> _Task_: Copy every record below exactly.

Stored data
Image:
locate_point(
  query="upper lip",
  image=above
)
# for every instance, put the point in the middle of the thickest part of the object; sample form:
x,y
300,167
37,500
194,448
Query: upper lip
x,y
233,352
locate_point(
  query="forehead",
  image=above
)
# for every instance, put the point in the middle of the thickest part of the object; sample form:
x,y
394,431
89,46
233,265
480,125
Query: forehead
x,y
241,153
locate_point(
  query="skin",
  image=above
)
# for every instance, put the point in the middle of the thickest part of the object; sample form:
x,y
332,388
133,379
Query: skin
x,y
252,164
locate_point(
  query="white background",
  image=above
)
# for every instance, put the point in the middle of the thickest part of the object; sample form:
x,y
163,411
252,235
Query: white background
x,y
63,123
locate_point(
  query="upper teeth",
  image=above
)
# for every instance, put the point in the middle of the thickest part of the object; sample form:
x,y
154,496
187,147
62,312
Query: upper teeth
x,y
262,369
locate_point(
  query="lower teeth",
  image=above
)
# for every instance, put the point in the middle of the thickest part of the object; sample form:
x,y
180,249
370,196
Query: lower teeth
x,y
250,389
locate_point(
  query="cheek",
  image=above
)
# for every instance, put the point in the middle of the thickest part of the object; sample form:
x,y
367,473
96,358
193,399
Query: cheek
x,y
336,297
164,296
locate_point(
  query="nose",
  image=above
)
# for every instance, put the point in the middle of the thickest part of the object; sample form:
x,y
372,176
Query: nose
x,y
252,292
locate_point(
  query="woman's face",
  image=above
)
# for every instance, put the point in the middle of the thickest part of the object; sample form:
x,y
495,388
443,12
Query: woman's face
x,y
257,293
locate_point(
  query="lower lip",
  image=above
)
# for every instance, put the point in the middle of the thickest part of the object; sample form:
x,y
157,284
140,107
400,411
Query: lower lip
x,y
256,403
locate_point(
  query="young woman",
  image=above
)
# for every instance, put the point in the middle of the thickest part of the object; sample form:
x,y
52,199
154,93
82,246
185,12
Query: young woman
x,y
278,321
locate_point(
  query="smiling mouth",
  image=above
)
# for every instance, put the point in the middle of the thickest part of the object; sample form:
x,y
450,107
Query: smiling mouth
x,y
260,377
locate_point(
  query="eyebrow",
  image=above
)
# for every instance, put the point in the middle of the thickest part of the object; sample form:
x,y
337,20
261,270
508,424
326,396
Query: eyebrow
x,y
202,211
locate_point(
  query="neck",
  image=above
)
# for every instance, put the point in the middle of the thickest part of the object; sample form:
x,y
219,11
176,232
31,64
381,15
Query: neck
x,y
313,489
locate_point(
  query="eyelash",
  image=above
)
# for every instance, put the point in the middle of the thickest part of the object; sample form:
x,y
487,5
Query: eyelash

> _Answer below_:
Image:
locate_point(
  query="upper lip",
  image=above
)
# for every instance, put the point in the middle of the thickest part of the object; sample form:
x,y
300,167
37,500
194,448
Query: upper lip
x,y
233,352
locate_point(
  query="forehead",
  image=above
)
# for every instance, put the point in the middle of the thickest part of the object; sample form:
x,y
394,431
89,46
233,265
480,125
Query: forehead
x,y
241,153
locate_point(
  query="skin",
  image=above
)
# for every instance, put the point in the middle of the thickest part of the object; sample form:
x,y
332,388
133,379
Query: skin
x,y
252,164
locate_point(
  query="white background",
  image=above
)
# for every instance, put the point in the middle of the thickest part of the object; sample form:
x,y
163,411
252,235
Query: white background
x,y
63,123
locate_point(
  query="upper teeth",
  image=above
)
# for every instance, put the point in the middle of the thickest part of the object; sample form:
x,y
154,496
187,147
62,312
Query: upper teeth
x,y
262,369
locate_point(
  query="lower teeth",
  image=above
)
# for every instance, put the point in the middle of the thickest part of the object; sample form:
x,y
180,249
370,196
Query: lower teeth
x,y
250,389
locate_point(
  query="cheek",
  image=above
)
# for every instance, put the point in the middle of the thickest part of the object; sample form:
x,y
367,473
96,358
193,399
Query: cheek
x,y
336,297
164,296
locate_point(
  query="nose",
  image=above
)
# for every instance, put the point in the middle of the thickest part of the object; sample form:
x,y
372,176
Query: nose
x,y
252,292
locate_point(
  query="woman's face",
  image=above
)
# for every instance, put the point in the middle of the thickest part of the object; sample form:
x,y
495,388
443,12
Query: woman's face
x,y
257,293
locate_point(
  query="lower lip",
  image=above
)
# for every instance, put the point in the middle of the thickest part of the object; sample form:
x,y
157,284
140,107
400,411
Query: lower lip
x,y
256,403
locate_point(
  query="young woman",
  image=above
)
# for every instance, put the point in the middle of the thickest part of the object; sample form:
x,y
52,199
154,93
82,246
185,12
Query: young woman
x,y
278,321
locate_point(
  query="smiling mouth",
  image=above
)
# for every instance, put the point in the middle of the thickest part of the object; sample form:
x,y
450,107
Query: smiling mouth
x,y
260,377
locate_point(
  query="eyebrow",
  image=above
)
# for every instance, put the point in the middle of the thickest part of the object; sample form:
x,y
337,20
261,270
508,424
326,396
Query: eyebrow
x,y
202,211
locate_point(
  query="neck",
  image=above
)
# for every instance, put the point in the middle of the thickest part of the object; sample form:
x,y
219,11
176,232
31,64
381,15
Query: neck
x,y
313,489
locate_point(
  query="eyelash",
  image=above
)
# for every instance, put the point in the middle of the thickest part of the object; sample form:
x,y
487,5
Query: eyelash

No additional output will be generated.